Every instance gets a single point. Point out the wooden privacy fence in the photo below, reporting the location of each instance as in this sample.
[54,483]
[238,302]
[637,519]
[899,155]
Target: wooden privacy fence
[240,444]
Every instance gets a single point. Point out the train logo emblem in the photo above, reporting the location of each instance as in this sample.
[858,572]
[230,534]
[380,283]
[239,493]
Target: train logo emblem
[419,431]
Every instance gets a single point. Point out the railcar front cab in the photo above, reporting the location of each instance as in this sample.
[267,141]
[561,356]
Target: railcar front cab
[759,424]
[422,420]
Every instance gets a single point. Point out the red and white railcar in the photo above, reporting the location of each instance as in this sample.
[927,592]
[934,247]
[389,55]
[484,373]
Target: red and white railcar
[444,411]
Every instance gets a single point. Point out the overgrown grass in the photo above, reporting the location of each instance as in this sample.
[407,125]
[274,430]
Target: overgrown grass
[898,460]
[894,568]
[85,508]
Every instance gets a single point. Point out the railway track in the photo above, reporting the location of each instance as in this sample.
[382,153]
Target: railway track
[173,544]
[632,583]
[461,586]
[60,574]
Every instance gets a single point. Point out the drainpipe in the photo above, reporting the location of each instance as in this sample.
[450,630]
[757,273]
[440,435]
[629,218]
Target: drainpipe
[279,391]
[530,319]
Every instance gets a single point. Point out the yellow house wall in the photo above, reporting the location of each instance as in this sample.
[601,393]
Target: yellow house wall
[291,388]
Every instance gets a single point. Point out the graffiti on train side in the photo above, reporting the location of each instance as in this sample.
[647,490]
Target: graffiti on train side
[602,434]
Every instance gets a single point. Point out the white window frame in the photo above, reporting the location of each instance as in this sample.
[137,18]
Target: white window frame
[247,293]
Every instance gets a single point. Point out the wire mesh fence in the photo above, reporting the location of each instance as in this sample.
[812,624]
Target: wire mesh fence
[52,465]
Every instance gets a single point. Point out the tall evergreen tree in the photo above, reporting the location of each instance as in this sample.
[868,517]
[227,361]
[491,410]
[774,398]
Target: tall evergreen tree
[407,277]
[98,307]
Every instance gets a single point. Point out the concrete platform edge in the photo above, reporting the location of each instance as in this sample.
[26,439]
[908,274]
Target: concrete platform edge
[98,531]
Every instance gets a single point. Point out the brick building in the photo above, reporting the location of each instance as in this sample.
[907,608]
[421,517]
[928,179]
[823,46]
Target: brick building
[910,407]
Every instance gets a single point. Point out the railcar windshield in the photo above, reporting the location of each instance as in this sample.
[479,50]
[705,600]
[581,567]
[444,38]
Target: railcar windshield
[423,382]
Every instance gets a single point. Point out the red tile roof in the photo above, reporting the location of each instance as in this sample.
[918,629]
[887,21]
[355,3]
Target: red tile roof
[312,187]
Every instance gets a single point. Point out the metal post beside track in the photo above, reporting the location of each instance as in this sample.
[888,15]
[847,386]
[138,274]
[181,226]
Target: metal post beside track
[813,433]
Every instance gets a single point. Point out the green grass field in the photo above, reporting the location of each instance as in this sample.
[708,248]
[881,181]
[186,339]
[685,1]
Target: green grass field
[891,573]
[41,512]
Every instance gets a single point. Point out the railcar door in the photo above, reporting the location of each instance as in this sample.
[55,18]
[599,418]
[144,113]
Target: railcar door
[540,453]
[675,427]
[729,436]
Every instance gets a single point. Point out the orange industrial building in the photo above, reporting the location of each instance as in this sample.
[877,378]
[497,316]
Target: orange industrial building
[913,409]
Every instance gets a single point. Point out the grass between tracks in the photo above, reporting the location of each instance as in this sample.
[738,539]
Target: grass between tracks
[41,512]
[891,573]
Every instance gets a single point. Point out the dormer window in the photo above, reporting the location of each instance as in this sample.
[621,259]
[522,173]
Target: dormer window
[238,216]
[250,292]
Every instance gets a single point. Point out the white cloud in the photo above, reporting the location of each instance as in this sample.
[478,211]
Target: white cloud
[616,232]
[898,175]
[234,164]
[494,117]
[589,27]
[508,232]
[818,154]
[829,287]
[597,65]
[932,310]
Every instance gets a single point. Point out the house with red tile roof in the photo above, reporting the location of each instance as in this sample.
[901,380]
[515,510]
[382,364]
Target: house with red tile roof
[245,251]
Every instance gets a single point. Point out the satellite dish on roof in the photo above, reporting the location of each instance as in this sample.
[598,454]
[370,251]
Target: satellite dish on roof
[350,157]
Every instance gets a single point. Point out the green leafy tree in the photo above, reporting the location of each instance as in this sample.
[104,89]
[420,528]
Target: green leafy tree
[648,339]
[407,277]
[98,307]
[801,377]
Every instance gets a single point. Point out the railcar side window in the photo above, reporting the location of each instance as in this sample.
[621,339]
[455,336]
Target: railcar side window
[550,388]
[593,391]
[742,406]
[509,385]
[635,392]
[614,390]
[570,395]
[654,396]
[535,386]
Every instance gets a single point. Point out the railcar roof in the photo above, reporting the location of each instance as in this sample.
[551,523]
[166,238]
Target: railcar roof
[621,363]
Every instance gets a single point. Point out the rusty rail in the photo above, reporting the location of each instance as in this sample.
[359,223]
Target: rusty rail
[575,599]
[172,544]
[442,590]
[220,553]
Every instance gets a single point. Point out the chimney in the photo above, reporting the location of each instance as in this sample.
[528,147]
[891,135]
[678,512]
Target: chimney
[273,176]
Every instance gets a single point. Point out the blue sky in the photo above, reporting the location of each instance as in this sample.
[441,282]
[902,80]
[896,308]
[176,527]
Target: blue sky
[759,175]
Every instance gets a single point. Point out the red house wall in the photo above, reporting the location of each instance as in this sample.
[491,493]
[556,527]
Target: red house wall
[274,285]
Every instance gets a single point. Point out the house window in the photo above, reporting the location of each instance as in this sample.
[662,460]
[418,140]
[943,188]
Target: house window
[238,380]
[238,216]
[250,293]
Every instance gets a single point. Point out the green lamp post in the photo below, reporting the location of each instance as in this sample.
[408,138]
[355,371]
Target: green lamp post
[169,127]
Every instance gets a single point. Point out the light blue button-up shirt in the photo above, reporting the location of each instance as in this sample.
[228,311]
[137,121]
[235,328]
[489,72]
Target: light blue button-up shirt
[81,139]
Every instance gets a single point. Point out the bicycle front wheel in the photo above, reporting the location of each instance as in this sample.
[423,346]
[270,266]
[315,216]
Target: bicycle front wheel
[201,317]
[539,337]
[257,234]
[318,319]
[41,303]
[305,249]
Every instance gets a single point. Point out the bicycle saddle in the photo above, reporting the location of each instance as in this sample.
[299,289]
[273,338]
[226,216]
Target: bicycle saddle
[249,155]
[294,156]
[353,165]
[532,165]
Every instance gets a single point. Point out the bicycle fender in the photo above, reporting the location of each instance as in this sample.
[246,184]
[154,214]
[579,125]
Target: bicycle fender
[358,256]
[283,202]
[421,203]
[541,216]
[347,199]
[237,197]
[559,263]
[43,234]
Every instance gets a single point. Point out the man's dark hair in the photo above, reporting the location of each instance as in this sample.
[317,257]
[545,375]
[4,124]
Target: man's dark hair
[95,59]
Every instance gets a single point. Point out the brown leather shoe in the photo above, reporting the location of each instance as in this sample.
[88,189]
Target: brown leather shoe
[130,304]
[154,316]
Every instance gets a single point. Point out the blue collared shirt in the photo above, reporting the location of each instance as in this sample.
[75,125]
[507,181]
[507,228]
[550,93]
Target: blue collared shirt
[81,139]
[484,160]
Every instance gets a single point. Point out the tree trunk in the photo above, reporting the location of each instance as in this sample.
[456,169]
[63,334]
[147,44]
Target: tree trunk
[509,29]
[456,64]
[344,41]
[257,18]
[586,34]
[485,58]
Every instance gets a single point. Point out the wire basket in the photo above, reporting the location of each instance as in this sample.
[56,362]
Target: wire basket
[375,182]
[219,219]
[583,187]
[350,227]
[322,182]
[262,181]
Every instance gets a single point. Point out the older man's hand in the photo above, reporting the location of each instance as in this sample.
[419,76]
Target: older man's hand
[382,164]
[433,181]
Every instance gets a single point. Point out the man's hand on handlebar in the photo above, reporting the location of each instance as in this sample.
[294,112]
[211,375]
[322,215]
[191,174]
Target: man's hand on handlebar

Task statement:
Report back each line of the entries that holds the string "below".

Answer for this exercise:
Every instance gets a single point. Point out the wooden privacy fence in the photo below, reporting the location of each instance as in this sample.
Every instance gets a single point. Point out the green lamp post in the photo below, reporting the location of each instance as in this sample.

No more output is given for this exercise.